» Selected passage
------------------------------------------------

40 years later…Remembering the Hardy flood

Photo/Historical photo of 1982 Hardy flood from Spring River Times James Bates
The Spring River Bridge at Hardy on Dec. 2 1982 during the flood. The river rose a few inches higher before it crested after receiving 13 inches of rain in a 12 hour period.

By: Tammy Curtis, Managing Editor

The people of Hardy are no strangers to the wrath of Mother Nature, when the normally scenic Spring River quickly outpours her banks during massive rainfalls. The largest flood in the area occurred forty years ago On Dec. 2, 1982 and with it, took the old steel bridge that many remember jumping from as a child. Few residents who lived in Hardy, Highland and Cherokee Village forty years ago can ever recall a worse few days in weather history.
Just one day prior to the anniversary of the Great Hardy flood and Highland tornado, a large group gathered at the Hardy Gym to reflect on their memories of the flood and its impact on the area. The Hardy History Association hosted their monthly meeting with discussion and presentation about the floor.
Prior to 1982, historical documentation indicates the Great Flood of 1927 was the most destructive and costly flood in Arkansas history and one of the worst in the nation.
A slide show of old newspaper articles from the Spring River Times and photos was hosted by Nanette Daughtery. Andy Jackson, who lives in his father’s cabin on the banks of the river at Many Islands, was the first to speak. He told two stories from his neighbor and friends accounts of the night of the flood.

------------------------------------------------

» Data shown

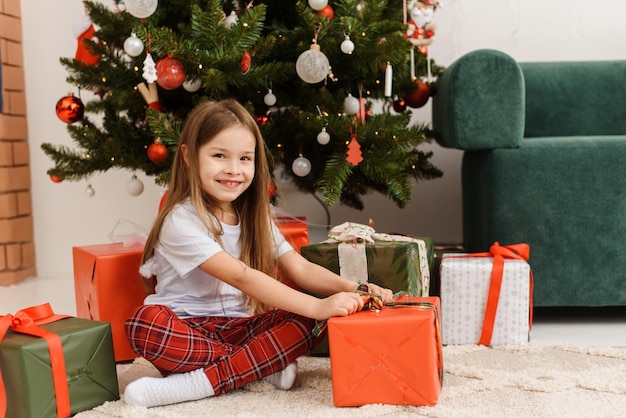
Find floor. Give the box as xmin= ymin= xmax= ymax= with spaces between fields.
xmin=0 ymin=277 xmax=626 ymax=346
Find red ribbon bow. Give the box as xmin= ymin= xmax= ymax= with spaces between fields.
xmin=0 ymin=303 xmax=70 ymax=417
xmin=465 ymin=241 xmax=533 ymax=345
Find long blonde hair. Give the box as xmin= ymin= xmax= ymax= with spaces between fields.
xmin=142 ymin=99 xmax=277 ymax=313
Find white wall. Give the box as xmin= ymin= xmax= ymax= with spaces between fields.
xmin=21 ymin=0 xmax=626 ymax=277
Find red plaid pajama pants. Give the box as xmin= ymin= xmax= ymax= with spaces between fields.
xmin=125 ymin=305 xmax=319 ymax=395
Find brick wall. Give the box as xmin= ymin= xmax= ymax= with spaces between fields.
xmin=0 ymin=0 xmax=37 ymax=285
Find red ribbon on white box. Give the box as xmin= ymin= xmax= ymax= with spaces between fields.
xmin=446 ymin=241 xmax=534 ymax=345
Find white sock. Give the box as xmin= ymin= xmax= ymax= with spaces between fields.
xmin=263 ymin=361 xmax=298 ymax=390
xmin=124 ymin=369 xmax=215 ymax=408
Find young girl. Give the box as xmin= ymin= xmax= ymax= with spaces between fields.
xmin=124 ymin=100 xmax=392 ymax=407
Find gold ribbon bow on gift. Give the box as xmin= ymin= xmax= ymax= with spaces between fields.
xmin=313 ymin=283 xmax=416 ymax=337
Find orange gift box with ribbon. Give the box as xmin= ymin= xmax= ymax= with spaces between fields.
xmin=328 ymin=296 xmax=443 ymax=406
xmin=440 ymin=242 xmax=533 ymax=345
xmin=0 ymin=303 xmax=119 ymax=418
xmin=72 ymin=242 xmax=146 ymax=362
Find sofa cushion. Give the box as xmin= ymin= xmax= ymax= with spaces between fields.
xmin=463 ymin=136 xmax=626 ymax=306
xmin=519 ymin=61 xmax=626 ymax=137
xmin=433 ymin=49 xmax=524 ymax=150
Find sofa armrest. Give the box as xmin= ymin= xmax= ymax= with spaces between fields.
xmin=432 ymin=49 xmax=525 ymax=150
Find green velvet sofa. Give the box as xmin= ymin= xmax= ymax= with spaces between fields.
xmin=432 ymin=49 xmax=626 ymax=307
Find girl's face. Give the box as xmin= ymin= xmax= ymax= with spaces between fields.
xmin=198 ymin=126 xmax=256 ymax=209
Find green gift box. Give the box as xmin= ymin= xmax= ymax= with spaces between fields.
xmin=0 ymin=317 xmax=119 ymax=418
xmin=301 ymin=237 xmax=435 ymax=356
xmin=301 ymin=237 xmax=434 ymax=296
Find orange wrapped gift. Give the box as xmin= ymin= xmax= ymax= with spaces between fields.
xmin=73 ymin=242 xmax=146 ymax=362
xmin=328 ymin=296 xmax=443 ymax=406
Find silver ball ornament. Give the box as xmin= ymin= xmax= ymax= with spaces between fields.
xmin=183 ymin=78 xmax=202 ymax=93
xmin=296 ymin=44 xmax=330 ymax=84
xmin=317 ymin=127 xmax=330 ymax=145
xmin=341 ymin=35 xmax=354 ymax=54
xmin=126 ymin=174 xmax=143 ymax=196
xmin=124 ymin=33 xmax=144 ymax=57
xmin=224 ymin=11 xmax=239 ymax=29
xmin=343 ymin=93 xmax=361 ymax=115
xmin=309 ymin=0 xmax=328 ymax=10
xmin=291 ymin=154 xmax=311 ymax=177
xmin=263 ymin=89 xmax=276 ymax=106
xmin=85 ymin=184 xmax=96 ymax=197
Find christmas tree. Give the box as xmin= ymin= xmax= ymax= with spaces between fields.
xmin=42 ymin=0 xmax=441 ymax=209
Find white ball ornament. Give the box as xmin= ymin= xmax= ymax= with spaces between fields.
xmin=317 ymin=127 xmax=330 ymax=145
xmin=263 ymin=89 xmax=276 ymax=106
xmin=296 ymin=44 xmax=330 ymax=84
xmin=183 ymin=78 xmax=202 ymax=93
xmin=341 ymin=35 xmax=354 ymax=54
xmin=124 ymin=33 xmax=144 ymax=57
xmin=124 ymin=0 xmax=159 ymax=19
xmin=291 ymin=154 xmax=311 ymax=177
xmin=126 ymin=174 xmax=143 ymax=196
xmin=343 ymin=93 xmax=361 ymax=115
xmin=85 ymin=184 xmax=96 ymax=197
xmin=309 ymin=0 xmax=328 ymax=10
xmin=224 ymin=11 xmax=239 ymax=28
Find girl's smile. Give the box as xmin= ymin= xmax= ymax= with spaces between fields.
xmin=198 ymin=126 xmax=256 ymax=210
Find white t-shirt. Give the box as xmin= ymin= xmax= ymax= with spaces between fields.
xmin=144 ymin=200 xmax=293 ymax=318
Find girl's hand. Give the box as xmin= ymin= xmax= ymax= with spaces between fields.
xmin=358 ymin=283 xmax=393 ymax=303
xmin=314 ymin=292 xmax=363 ymax=320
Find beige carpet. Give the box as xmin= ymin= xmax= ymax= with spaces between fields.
xmin=76 ymin=345 xmax=626 ymax=418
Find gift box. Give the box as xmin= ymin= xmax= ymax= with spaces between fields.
xmin=328 ymin=296 xmax=443 ymax=406
xmin=301 ymin=238 xmax=433 ymax=296
xmin=440 ymin=243 xmax=532 ymax=345
xmin=73 ymin=242 xmax=146 ymax=362
xmin=0 ymin=304 xmax=119 ymax=418
xmin=301 ymin=222 xmax=434 ymax=356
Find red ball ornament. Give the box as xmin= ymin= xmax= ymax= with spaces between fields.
xmin=315 ymin=4 xmax=335 ymax=20
xmin=393 ymin=99 xmax=406 ymax=113
xmin=148 ymin=141 xmax=167 ymax=164
xmin=404 ymin=80 xmax=430 ymax=108
xmin=56 ymin=93 xmax=85 ymax=123
xmin=156 ymin=57 xmax=187 ymax=90
xmin=239 ymin=51 xmax=252 ymax=75
xmin=268 ymin=180 xmax=276 ymax=199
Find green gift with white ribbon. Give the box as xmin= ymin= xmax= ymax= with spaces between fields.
xmin=301 ymin=222 xmax=434 ymax=296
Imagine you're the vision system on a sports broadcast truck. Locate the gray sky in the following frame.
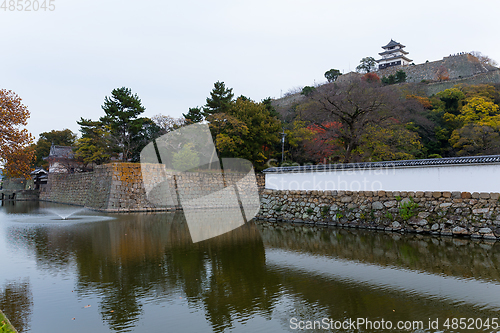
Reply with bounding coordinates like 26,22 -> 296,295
0,0 -> 500,138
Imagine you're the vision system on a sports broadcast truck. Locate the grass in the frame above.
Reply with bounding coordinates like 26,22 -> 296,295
0,310 -> 17,333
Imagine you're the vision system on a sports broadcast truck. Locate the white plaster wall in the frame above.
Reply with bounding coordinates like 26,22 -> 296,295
266,164 -> 500,192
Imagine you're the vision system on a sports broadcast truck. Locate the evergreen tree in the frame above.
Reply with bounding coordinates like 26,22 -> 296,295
182,107 -> 205,124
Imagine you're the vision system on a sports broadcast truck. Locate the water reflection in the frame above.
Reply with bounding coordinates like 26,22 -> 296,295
0,201 -> 500,332
0,279 -> 33,333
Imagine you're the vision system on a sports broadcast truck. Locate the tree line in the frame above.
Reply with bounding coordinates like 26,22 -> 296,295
0,77 -> 500,177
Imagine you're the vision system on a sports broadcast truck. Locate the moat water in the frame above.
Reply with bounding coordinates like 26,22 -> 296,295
0,202 -> 500,333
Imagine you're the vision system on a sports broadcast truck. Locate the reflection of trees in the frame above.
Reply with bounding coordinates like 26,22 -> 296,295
75,214 -> 174,331
2,200 -> 39,214
0,280 -> 33,333
165,224 -> 279,331
9,208 -> 280,331
259,224 -> 500,282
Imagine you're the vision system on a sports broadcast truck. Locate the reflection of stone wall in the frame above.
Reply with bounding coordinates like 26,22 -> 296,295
258,190 -> 500,239
40,163 -> 265,212
257,222 -> 500,281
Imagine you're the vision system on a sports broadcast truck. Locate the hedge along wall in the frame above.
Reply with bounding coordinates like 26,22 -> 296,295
257,189 -> 500,240
40,163 -> 264,212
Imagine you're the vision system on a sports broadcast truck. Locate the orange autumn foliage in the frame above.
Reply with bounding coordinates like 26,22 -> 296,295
0,89 -> 34,178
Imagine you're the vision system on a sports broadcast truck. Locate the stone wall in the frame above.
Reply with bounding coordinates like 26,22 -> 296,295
376,54 -> 498,82
257,190 -> 500,239
40,163 -> 265,212
272,54 -> 500,114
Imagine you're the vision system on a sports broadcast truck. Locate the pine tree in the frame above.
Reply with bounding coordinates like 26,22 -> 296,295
99,87 -> 146,162
182,107 -> 204,124
203,81 -> 234,117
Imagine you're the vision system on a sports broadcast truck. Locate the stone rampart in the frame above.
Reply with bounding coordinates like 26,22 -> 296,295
257,190 -> 500,240
376,54 -> 498,82
40,163 -> 265,212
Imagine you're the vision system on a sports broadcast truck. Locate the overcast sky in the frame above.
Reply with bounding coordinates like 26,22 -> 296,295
0,0 -> 500,138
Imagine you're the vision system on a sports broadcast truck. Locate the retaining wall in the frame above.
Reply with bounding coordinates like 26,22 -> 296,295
257,189 -> 500,240
40,163 -> 265,212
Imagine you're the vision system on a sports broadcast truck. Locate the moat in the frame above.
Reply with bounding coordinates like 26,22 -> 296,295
0,202 -> 500,333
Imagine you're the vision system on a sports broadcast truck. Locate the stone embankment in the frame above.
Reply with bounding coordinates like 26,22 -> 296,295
257,190 -> 500,240
40,163 -> 265,212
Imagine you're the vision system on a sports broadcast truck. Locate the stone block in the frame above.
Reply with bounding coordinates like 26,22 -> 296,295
384,200 -> 398,208
479,192 -> 490,199
490,193 -> 500,200
340,197 -> 352,202
472,208 -> 490,214
461,192 -> 472,199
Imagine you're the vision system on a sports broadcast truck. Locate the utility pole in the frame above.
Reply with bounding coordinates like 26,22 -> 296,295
280,128 -> 286,165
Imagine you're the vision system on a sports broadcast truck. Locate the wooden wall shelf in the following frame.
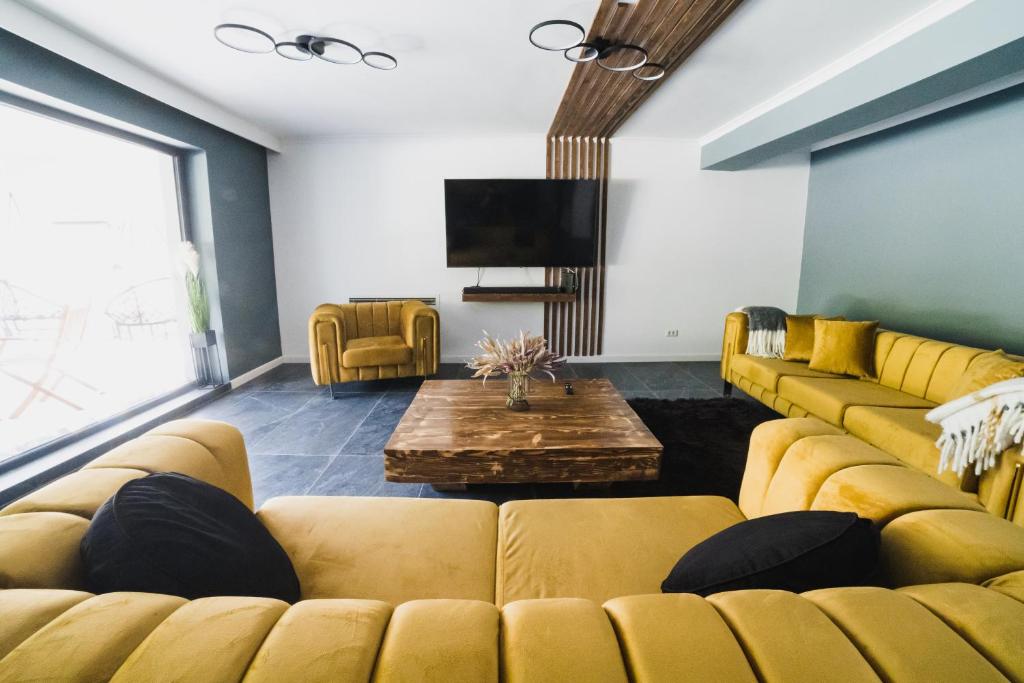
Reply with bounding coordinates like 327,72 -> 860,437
462,292 -> 575,303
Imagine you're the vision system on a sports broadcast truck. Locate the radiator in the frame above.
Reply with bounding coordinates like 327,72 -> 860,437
348,297 -> 437,306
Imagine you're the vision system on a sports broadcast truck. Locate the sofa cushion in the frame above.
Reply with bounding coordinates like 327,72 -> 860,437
604,594 -> 757,683
111,596 -> 288,683
760,436 -> 900,515
497,496 -> 743,605
245,600 -> 392,683
662,511 -> 879,595
778,377 -> 935,427
257,497 -> 498,605
0,467 -> 148,519
811,465 -> 984,525
0,512 -> 89,589
899,584 -> 1024,681
0,593 -> 188,681
497,598 -> 629,683
952,349 -> 1024,398
739,418 -> 843,517
341,335 -> 413,368
732,353 -> 841,391
0,588 -> 92,660
372,600 -> 499,683
843,405 -> 959,488
804,587 -> 1006,683
708,589 -> 879,683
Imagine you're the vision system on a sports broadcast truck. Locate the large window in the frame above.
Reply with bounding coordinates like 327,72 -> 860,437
0,104 -> 194,462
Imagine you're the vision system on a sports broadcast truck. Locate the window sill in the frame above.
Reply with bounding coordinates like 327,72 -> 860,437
0,384 -> 231,507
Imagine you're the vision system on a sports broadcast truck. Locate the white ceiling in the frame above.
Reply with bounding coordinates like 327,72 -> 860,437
14,0 -> 935,137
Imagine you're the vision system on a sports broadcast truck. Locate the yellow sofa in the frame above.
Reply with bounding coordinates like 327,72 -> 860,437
309,301 -> 441,386
0,418 -> 1024,683
721,312 -> 1024,525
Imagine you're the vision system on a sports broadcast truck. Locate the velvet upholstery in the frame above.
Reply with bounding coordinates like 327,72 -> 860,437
810,318 -> 879,378
953,349 -> 1024,397
0,418 -> 1024,683
721,312 -> 1024,525
308,301 -> 440,385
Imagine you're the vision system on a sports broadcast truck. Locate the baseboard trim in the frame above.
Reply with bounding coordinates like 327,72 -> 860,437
231,355 -> 286,389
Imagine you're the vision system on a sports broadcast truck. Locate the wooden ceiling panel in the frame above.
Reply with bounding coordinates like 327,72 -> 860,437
548,0 -> 742,137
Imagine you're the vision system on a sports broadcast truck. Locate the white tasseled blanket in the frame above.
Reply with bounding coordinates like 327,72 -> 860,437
925,378 -> 1024,474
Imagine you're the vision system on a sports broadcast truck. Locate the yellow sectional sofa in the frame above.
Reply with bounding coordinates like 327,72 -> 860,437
0,418 -> 1024,683
721,312 -> 1024,525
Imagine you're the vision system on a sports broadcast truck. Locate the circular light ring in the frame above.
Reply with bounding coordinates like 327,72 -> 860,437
597,43 -> 647,72
213,24 -> 276,54
633,61 -> 665,81
362,52 -> 398,71
273,41 -> 313,61
309,38 -> 362,65
529,19 -> 587,52
564,43 -> 601,65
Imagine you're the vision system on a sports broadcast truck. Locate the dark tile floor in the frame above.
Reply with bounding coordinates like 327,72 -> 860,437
184,362 -> 741,505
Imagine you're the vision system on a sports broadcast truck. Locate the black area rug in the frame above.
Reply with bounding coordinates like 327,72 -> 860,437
614,398 -> 780,501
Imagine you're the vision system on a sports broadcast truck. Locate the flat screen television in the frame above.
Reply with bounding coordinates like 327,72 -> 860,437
444,179 -> 600,268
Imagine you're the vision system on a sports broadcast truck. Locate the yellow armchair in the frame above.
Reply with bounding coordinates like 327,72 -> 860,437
309,301 -> 440,394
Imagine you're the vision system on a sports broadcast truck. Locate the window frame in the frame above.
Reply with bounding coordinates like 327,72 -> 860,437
0,90 -> 196,474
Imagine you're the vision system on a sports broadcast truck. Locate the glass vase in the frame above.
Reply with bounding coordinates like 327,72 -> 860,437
505,372 -> 529,411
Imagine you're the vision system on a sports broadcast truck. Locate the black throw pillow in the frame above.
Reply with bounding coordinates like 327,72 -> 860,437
662,511 -> 879,596
82,472 -> 299,602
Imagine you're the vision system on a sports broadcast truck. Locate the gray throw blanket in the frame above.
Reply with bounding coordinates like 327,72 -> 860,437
740,306 -> 785,358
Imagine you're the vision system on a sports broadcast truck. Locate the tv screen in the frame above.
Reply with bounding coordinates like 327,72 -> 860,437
444,180 -> 600,268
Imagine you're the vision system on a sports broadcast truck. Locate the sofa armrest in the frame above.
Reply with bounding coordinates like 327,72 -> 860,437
965,444 -> 1024,526
401,301 -> 441,377
309,303 -> 346,386
721,311 -> 746,382
879,510 -> 1024,587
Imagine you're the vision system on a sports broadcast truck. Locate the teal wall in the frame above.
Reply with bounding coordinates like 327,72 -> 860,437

------------------------------------------------

» To be done
(A) In the Hardy flood article above, how much rain fell in the 12-hour period before the Spring River crested?
(B) Write the next few paragraphs of the Hardy flood article above, continuing from its final sentence.

» Responses in order
(A) 13 inches

(B)
Jack Dawson, who was his neighbor and had built an octagon cabin on the river with a feeder creek that backs up during heavy rain. He said the night of the flood, the couple were downstairs and went upstairs for bed and his wife, Cybil, walked downstairs and tole her husband the cabin is flooding and going to “go”. She told him they needed to seek safety, and Jack refused, “If it goes I will go with it,” he proclaimed. Cybil, on the other hand, sought safety in a nearby cabin on higher ground. The river blew out their lower windows and washed their furniture out. A few day later as NAEC was restoring power, they found a coffee table they told them they felt belonged to them. “They go up there and it is their coffee table. It had Cybil’s purse on it, his wallet, both of their keys, their drinks and both of their cards from playing Gin Rummy… Nothing was scathed. It was all still on the table. They lost both of their vehicles.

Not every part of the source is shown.